_Information shown_
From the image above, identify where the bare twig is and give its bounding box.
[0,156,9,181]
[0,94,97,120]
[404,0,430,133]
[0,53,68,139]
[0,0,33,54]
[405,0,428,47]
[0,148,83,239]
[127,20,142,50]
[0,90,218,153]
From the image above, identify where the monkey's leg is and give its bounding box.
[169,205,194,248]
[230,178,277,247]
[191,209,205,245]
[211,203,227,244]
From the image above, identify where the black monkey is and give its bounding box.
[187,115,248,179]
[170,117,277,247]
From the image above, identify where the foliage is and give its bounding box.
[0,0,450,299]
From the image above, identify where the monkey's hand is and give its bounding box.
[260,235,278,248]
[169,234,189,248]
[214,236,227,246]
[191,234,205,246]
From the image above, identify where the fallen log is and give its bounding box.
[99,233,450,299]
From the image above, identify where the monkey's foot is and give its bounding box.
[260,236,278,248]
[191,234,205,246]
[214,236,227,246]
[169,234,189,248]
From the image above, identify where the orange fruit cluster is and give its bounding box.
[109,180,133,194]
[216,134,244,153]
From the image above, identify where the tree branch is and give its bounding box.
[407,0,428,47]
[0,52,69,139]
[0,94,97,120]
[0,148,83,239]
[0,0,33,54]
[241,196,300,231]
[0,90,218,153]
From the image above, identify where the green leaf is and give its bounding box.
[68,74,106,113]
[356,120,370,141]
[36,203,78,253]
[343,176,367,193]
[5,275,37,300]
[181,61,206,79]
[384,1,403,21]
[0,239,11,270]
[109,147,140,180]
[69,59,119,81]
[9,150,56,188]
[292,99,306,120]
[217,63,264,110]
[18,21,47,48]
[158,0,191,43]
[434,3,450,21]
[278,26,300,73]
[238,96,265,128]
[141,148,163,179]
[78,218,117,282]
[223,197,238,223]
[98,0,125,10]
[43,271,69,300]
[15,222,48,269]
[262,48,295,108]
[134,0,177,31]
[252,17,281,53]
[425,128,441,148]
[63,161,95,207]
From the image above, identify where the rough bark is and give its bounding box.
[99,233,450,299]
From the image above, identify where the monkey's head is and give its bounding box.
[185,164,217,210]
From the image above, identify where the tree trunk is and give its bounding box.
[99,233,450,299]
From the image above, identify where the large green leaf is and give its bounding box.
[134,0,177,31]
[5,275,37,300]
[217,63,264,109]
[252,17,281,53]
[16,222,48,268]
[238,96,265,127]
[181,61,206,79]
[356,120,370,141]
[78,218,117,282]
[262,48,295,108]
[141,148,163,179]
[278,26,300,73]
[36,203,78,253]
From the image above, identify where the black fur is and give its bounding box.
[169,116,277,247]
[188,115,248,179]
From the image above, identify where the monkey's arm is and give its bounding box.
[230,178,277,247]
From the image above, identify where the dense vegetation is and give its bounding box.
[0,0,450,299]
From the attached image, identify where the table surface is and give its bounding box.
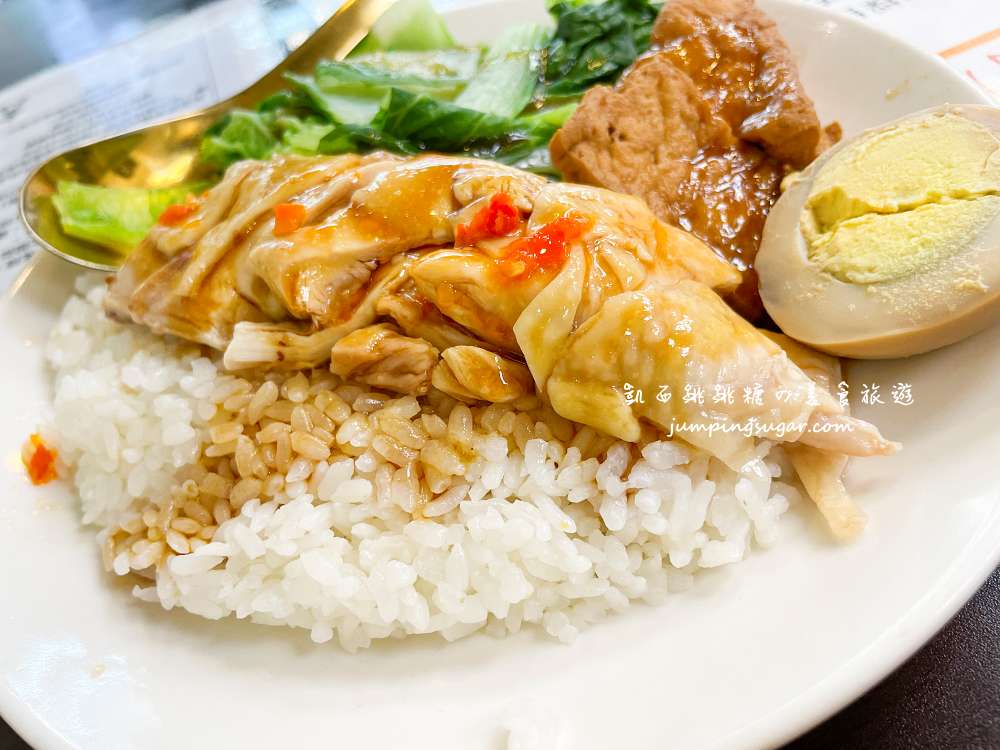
[0,0,1000,750]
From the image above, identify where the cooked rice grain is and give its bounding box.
[48,288,797,651]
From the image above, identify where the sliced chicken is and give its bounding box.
[330,323,438,396]
[432,346,534,403]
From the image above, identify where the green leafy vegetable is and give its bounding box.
[285,73,385,123]
[201,109,278,167]
[545,0,660,96]
[52,180,205,253]
[351,0,455,55]
[455,23,549,117]
[196,0,658,174]
[316,49,480,98]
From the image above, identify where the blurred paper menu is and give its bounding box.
[805,0,1000,101]
[0,0,1000,288]
[0,0,281,288]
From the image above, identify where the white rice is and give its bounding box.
[47,280,798,651]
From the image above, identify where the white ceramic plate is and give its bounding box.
[0,0,1000,750]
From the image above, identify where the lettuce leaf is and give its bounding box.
[201,109,278,168]
[455,23,549,117]
[544,0,660,97]
[351,0,455,56]
[52,180,206,253]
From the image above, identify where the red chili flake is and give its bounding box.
[159,200,198,227]
[274,203,306,237]
[500,214,591,279]
[21,432,58,484]
[455,193,521,247]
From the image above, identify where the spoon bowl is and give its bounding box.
[20,0,394,272]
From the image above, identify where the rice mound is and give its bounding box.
[47,285,798,651]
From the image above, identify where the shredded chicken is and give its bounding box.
[330,323,438,396]
[432,346,532,403]
[107,155,898,536]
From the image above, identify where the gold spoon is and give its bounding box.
[20,0,394,272]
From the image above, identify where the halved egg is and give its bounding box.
[756,105,1000,359]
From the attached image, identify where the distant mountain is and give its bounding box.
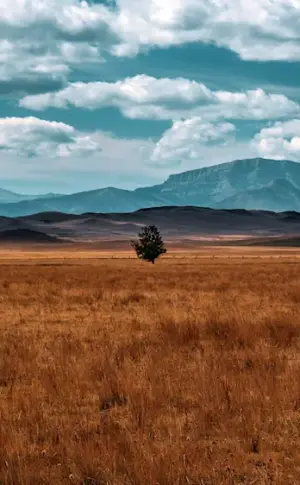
[0,158,300,217]
[0,189,61,204]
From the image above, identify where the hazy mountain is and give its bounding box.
[0,158,300,216]
[0,189,61,204]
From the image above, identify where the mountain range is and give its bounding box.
[0,158,300,217]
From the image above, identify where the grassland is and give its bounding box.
[0,248,300,485]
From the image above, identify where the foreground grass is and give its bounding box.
[0,251,300,485]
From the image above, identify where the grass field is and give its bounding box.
[0,248,300,485]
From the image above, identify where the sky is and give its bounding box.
[0,0,300,194]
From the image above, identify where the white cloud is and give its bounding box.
[100,0,300,60]
[20,75,300,120]
[253,119,300,161]
[151,117,235,165]
[0,117,101,158]
[0,0,300,93]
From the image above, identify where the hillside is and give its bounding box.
[0,206,300,242]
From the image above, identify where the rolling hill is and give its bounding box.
[0,206,300,244]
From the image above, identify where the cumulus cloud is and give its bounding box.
[151,117,235,164]
[20,75,300,124]
[108,0,300,60]
[0,117,101,157]
[253,119,300,161]
[0,0,300,93]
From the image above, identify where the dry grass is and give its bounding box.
[0,248,300,485]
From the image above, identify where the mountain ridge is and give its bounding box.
[0,158,300,217]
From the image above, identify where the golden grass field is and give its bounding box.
[0,248,300,485]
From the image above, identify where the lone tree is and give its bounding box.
[131,226,167,264]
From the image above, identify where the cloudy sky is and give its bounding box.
[0,0,300,193]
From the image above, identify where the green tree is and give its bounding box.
[131,225,167,264]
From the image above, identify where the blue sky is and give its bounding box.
[0,0,300,193]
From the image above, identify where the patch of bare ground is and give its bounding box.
[0,254,300,485]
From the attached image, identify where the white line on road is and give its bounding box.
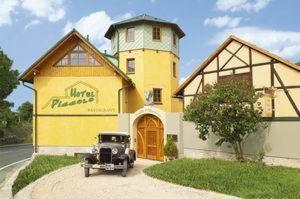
[0,158,31,171]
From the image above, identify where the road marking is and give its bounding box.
[0,158,31,171]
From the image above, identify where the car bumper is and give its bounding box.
[81,163,124,170]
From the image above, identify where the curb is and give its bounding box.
[0,143,32,148]
[12,163,79,199]
[0,157,34,199]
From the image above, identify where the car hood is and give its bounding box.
[98,142,125,149]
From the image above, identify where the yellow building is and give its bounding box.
[20,15,184,160]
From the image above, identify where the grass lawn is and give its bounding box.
[12,155,82,195]
[144,158,300,198]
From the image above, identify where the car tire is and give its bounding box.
[84,160,90,178]
[121,159,128,177]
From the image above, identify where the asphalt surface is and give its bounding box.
[0,144,33,185]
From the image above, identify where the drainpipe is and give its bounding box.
[114,25,120,68]
[22,81,38,153]
[118,85,130,113]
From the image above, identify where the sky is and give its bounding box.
[0,0,300,109]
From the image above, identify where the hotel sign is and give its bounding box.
[42,81,99,109]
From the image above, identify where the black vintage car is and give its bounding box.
[82,132,136,177]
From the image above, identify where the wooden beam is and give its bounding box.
[273,68,300,117]
[255,85,300,91]
[195,77,203,95]
[248,47,253,85]
[203,62,278,74]
[220,44,244,70]
[225,48,249,66]
[270,62,275,118]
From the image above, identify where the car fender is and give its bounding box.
[84,153,95,163]
[120,153,129,160]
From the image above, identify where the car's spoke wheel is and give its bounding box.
[121,159,128,177]
[84,160,90,177]
[129,160,134,168]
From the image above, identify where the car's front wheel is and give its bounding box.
[121,159,128,177]
[84,160,90,177]
[129,160,134,168]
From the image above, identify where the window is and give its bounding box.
[56,45,100,66]
[218,72,251,82]
[153,88,161,104]
[173,33,177,46]
[126,27,134,42]
[173,62,176,77]
[152,26,161,41]
[127,58,135,73]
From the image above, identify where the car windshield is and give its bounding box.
[100,135,128,142]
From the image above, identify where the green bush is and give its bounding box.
[164,138,178,158]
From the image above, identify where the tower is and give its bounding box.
[105,14,185,112]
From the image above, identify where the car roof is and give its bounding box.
[99,131,129,136]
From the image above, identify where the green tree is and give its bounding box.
[18,102,33,122]
[0,49,19,127]
[184,80,265,161]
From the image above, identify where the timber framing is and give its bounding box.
[19,29,134,86]
[174,35,300,96]
[173,36,300,118]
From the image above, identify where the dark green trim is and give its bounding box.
[33,114,118,117]
[22,81,38,153]
[263,117,300,122]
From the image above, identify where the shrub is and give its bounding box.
[164,138,178,157]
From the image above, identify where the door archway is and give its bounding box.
[137,114,164,160]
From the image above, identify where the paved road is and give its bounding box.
[0,144,33,185]
[0,144,33,168]
[28,159,237,199]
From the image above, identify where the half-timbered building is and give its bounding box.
[174,36,300,167]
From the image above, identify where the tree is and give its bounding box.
[18,102,33,122]
[0,49,19,127]
[184,80,265,161]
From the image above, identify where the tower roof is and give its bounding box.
[104,14,185,39]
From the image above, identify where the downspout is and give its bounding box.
[118,84,131,113]
[22,81,38,153]
[114,25,120,68]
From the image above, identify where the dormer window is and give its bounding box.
[56,45,101,66]
[152,26,161,41]
[126,27,134,42]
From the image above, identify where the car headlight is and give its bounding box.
[92,146,98,153]
[111,148,118,155]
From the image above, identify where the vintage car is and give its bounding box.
[82,132,136,177]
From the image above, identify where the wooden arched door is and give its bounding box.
[137,115,164,160]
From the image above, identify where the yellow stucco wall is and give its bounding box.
[120,49,182,113]
[34,76,123,146]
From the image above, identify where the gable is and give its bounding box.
[20,29,132,84]
[174,36,300,96]
[55,44,101,66]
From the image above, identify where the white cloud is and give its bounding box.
[25,19,41,29]
[0,0,19,27]
[179,76,189,84]
[211,26,300,61]
[64,11,132,50]
[21,0,66,22]
[216,0,271,12]
[204,15,242,28]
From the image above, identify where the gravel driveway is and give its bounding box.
[31,159,236,199]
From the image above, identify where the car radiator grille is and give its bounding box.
[99,148,112,164]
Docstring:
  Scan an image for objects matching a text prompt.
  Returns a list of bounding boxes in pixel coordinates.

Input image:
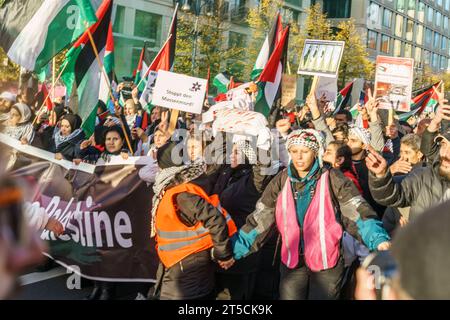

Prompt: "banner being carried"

[0,134,159,282]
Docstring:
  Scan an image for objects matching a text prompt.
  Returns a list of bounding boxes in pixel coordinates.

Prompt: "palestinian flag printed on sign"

[61,0,112,136]
[0,0,96,73]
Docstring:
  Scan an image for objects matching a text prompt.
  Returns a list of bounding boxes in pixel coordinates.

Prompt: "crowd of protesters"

[0,77,450,300]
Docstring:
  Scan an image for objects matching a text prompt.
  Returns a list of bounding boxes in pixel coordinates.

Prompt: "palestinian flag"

[397,82,440,121]
[61,0,112,136]
[250,13,283,81]
[134,44,151,92]
[333,81,358,115]
[251,14,289,117]
[0,0,96,73]
[98,22,114,105]
[139,4,178,112]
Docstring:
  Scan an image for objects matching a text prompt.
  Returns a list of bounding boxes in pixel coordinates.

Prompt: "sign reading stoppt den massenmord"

[297,39,345,78]
[375,56,414,112]
[152,70,207,114]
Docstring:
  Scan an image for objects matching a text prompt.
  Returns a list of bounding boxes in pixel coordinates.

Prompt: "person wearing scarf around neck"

[3,102,34,144]
[50,113,85,161]
[232,129,390,300]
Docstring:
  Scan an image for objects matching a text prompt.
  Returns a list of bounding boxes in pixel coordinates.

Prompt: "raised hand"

[366,146,387,178]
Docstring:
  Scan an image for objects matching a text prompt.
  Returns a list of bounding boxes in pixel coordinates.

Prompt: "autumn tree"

[334,19,374,87]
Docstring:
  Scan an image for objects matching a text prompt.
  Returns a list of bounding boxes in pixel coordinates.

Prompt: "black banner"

[0,134,158,282]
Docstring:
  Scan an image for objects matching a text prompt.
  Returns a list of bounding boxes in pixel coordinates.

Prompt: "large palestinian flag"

[61,0,112,135]
[0,0,96,72]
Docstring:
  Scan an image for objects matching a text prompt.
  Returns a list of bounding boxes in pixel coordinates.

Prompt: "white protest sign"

[152,70,207,114]
[316,77,337,101]
[139,71,158,107]
[297,39,345,78]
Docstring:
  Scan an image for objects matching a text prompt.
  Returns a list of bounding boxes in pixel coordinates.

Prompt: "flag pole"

[136,35,172,88]
[32,63,68,125]
[86,23,133,153]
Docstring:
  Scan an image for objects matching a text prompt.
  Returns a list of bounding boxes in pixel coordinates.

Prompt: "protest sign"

[375,56,414,112]
[281,74,297,106]
[316,77,337,101]
[0,134,159,282]
[152,70,207,114]
[297,39,345,78]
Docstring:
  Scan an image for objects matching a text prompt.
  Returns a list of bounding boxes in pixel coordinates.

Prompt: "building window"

[406,20,414,41]
[408,0,417,18]
[417,0,426,22]
[395,14,403,37]
[416,24,423,44]
[435,11,442,27]
[383,9,392,28]
[405,43,412,58]
[394,39,402,57]
[367,30,378,50]
[113,6,125,33]
[397,0,406,12]
[433,32,441,48]
[134,10,161,44]
[425,28,433,46]
[381,34,391,53]
[427,7,434,23]
[323,0,352,18]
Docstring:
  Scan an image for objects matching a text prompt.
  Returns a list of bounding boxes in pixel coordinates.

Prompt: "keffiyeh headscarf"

[349,127,372,145]
[286,129,324,166]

_Problem to solve_
Lay out the part of the records that opens with the line containing "From the image above, identify where the wooden beam" and closes with the line containing "[120,153,129,160]", both lines included, as a Markdown table with columns Row and Line. Number each line in Row, put its text in Line, and omit blank lines.

_Solution for this problem_
| Row | Line |
|---|---|
| 1 | From the image above, identify where the wooden beam is and give its bounding box. |
| 2 | [273,68,300,117] |
| 3 | [255,85,300,91] |
| 4 | [195,77,203,95] |
| 5 | [248,47,253,85] |
| 6 | [203,62,278,74] |
| 7 | [220,44,244,70] |
| 8 | [225,48,249,66] |
| 9 | [270,62,275,118] |
| 10 | From the image above, identify where the car fender is and give its bounding box. |
| 11 | [84,153,95,163] |
| 12 | [120,153,129,160] |